### Objectif de l'exercice
Répondez à ces questions sur l'extrait :
1. Quels noms l'extrait donne-t-il aux deux personnes qui feraient ou diraient n'importe quoi ?
2. Quelle précision l'auteur ajoute-t-il entre parenthèses après « C’est quoi le problème avec le yoga ? » ?
3. Avec quelles qualités faut-il apprendre à manier l'esprit critique ?

### Extrait

Est-ce que les grand.e.s musicien.ne.s / peintres / athlètes / philosophes / monastiques (liste non exhaustive) s’enquiquinent (à s’en rendre quasi malades d’agacement) à rabâcher en long, en large et en travers que « la vraie » musique se joue « comme ça », que « la vraie » peinture se peint « comme ça », que « le vrai » sport se pratique « comme ça », que « la vraie » sagesse se pense « comme ça », que « la vraie » prière se vit « comme ça », etcetera ? Que monsieur Kastaniète ou que madame Sohouate fait ou dit n’importe quoi et salit ainsi l’art, la disciple, Dieu et toutes celles et ceux qui s’en revendiquent et savent vraiment, eux ?
C’est une vraie question qui me taraude souvent, et même de plus en plus ces derniers mois.
C’est quoi le problème avec le yoga ? (sous-entendu le milieu du yoga hein, pas le yoga en lui-même)
Pourquoi tant de celles et ceux qui s’y dédient (dont moi aussi parfois, bien que de moins en moins) semblent aussi soucieux/ses de définir, de comparer, de maugréer, de convertir à la manière dont elles et eux comprennent, interprètent, pratiquent, vivent, transmettent peut-être, une pratique qui – aux dernières nouvelles – ne leur appartient pourtant pas ? À moins que ? 🤔
Pour éviter tout écueil, je ne suis pas en train de faire là l’apologie – également courante chez une autre épaisse frange de ce milieu – du « tout se vaut », « faut pas juger », « c’est trop dans le mental tout ça » et autres incitations à la mauvaise foi, à l’hypocrisie, à la paresse intellectuelle et au nivellement par le bas (disons les choses telles qu’elles sont) sous couvert de bienveillance et de tolérance autant arrangées qu’arrangeantes.
L’esprit critique au service de la quête perpétuelle de vérité est un outil qu’il est toujours essentiel de valoriser et d’encourager. Mais : il est à apprendre à manier avec habileté et honnêteté.
Interrogeons-nous avec sincérité. (C’est juste un exercice)
Qu’est-ce qui nous dérange (insupporte) tant que ça ?

### Lignes sources
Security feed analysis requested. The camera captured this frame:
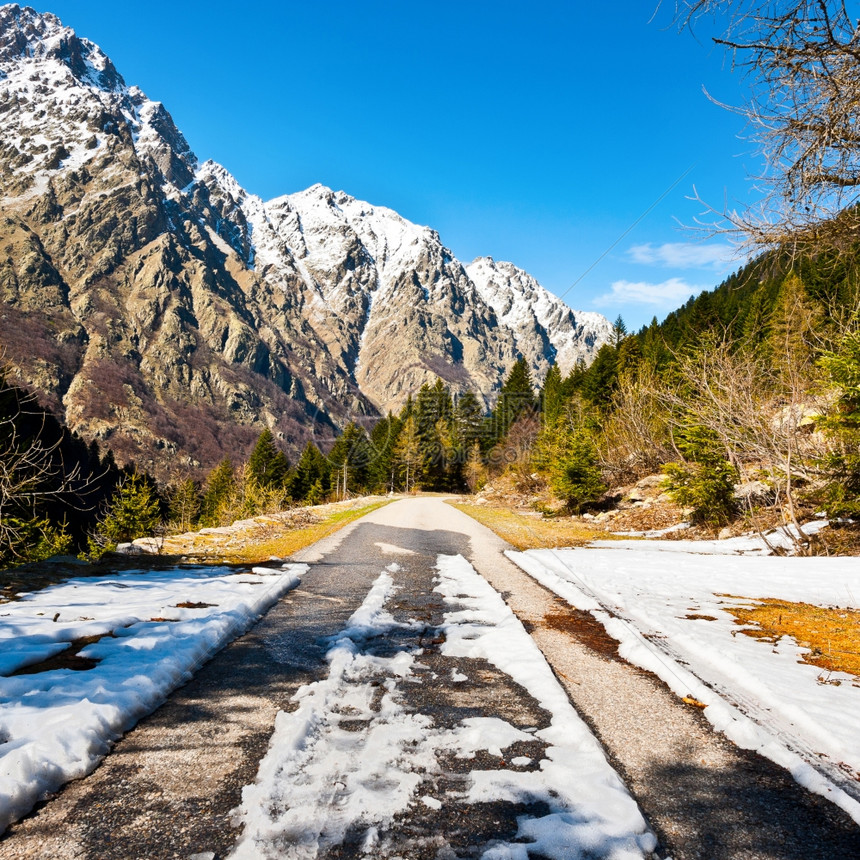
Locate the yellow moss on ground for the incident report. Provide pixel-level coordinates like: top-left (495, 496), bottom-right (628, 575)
top-left (725, 598), bottom-right (860, 677)
top-left (228, 500), bottom-right (389, 564)
top-left (449, 502), bottom-right (615, 549)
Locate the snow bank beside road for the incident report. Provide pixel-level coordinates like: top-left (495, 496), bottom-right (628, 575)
top-left (0, 565), bottom-right (307, 832)
top-left (507, 541), bottom-right (860, 823)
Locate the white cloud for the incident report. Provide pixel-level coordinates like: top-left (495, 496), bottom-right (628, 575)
top-left (627, 242), bottom-right (737, 269)
top-left (594, 278), bottom-right (709, 309)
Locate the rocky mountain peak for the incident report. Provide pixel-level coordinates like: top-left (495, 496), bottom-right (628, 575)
top-left (0, 4), bottom-right (610, 478)
top-left (0, 3), bottom-right (125, 91)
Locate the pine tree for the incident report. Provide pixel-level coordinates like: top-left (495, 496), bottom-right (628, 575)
top-left (394, 415), bottom-right (421, 493)
top-left (580, 343), bottom-right (618, 409)
top-left (292, 441), bottom-right (331, 504)
top-left (200, 457), bottom-right (236, 526)
top-left (168, 478), bottom-right (201, 532)
top-left (328, 421), bottom-right (372, 499)
top-left (550, 426), bottom-right (606, 513)
top-left (90, 472), bottom-right (161, 556)
top-left (494, 356), bottom-right (537, 440)
top-left (819, 331), bottom-right (860, 517)
top-left (415, 379), bottom-right (454, 490)
top-left (541, 364), bottom-right (564, 427)
top-left (368, 412), bottom-right (403, 491)
top-left (246, 428), bottom-right (290, 489)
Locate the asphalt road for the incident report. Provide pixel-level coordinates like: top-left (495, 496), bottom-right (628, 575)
top-left (0, 498), bottom-right (860, 860)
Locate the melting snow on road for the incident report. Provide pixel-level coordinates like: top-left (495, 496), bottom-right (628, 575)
top-left (0, 564), bottom-right (307, 832)
top-left (232, 556), bottom-right (656, 860)
top-left (507, 541), bottom-right (860, 823)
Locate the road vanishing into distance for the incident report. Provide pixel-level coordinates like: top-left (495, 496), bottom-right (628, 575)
top-left (0, 497), bottom-right (860, 860)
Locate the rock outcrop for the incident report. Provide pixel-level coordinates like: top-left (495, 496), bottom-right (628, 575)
top-left (0, 5), bottom-right (609, 473)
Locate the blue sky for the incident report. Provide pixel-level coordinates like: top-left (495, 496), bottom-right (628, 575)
top-left (36, 0), bottom-right (758, 328)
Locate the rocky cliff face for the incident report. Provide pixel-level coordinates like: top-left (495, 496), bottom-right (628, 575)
top-left (466, 257), bottom-right (612, 379)
top-left (0, 5), bottom-right (608, 471)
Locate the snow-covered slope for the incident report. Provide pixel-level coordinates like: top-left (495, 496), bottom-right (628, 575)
top-left (466, 257), bottom-right (612, 378)
top-left (197, 171), bottom-right (611, 411)
top-left (0, 4), bottom-right (608, 465)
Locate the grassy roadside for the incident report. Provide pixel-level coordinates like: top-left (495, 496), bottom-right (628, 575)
top-left (449, 502), bottom-right (860, 685)
top-left (448, 502), bottom-right (615, 550)
top-left (0, 498), bottom-right (392, 604)
top-left (725, 598), bottom-right (860, 685)
top-left (217, 499), bottom-right (391, 564)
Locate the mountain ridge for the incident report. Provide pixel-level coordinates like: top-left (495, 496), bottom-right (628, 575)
top-left (0, 4), bottom-right (608, 474)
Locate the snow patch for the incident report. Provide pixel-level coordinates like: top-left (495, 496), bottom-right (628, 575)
top-left (0, 565), bottom-right (307, 832)
top-left (506, 541), bottom-right (860, 823)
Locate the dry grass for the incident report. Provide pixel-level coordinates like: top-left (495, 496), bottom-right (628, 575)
top-left (449, 502), bottom-right (614, 549)
top-left (0, 499), bottom-right (391, 604)
top-left (726, 598), bottom-right (860, 677)
top-left (217, 500), bottom-right (389, 564)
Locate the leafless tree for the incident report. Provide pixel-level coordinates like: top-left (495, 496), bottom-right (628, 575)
top-left (663, 330), bottom-right (826, 550)
top-left (675, 0), bottom-right (860, 253)
top-left (598, 365), bottom-right (672, 483)
top-left (0, 407), bottom-right (80, 556)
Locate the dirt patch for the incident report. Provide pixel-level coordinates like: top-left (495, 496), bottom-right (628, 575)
top-left (10, 633), bottom-right (113, 677)
top-left (725, 598), bottom-right (860, 683)
top-left (542, 609), bottom-right (618, 660)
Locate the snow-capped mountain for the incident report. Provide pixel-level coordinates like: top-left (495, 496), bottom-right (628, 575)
top-left (0, 4), bottom-right (609, 465)
top-left (466, 257), bottom-right (612, 379)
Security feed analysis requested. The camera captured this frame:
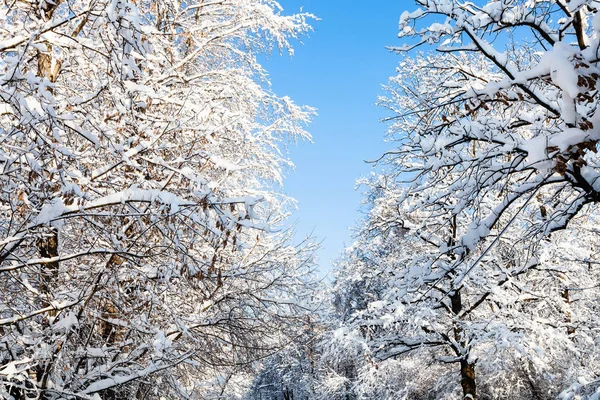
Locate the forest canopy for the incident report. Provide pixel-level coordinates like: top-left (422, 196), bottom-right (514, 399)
top-left (0, 0), bottom-right (600, 400)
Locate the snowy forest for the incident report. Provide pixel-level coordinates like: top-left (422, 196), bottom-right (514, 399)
top-left (0, 0), bottom-right (600, 400)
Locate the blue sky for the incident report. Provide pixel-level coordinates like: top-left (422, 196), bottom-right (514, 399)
top-left (265, 0), bottom-right (415, 273)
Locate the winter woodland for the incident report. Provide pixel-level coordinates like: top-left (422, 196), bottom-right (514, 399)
top-left (0, 0), bottom-right (600, 400)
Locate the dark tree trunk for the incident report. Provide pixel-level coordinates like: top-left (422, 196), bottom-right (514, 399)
top-left (450, 289), bottom-right (477, 400)
top-left (460, 360), bottom-right (477, 400)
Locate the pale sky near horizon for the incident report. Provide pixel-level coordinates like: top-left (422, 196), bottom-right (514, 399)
top-left (265, 0), bottom-right (415, 273)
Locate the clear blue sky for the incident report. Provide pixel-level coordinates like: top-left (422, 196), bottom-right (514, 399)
top-left (265, 0), bottom-right (415, 278)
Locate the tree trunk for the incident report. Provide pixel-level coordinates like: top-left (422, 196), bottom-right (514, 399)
top-left (460, 360), bottom-right (477, 400)
top-left (450, 289), bottom-right (477, 400)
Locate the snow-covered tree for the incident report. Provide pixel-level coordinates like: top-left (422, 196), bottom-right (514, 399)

### Corrigé
1. Monsieur Kastaniète et madame Sohouate.
2. Il s'agit du milieu du yoga, pas du yoga en lui-même.
3. Avec habileté et honnêteté.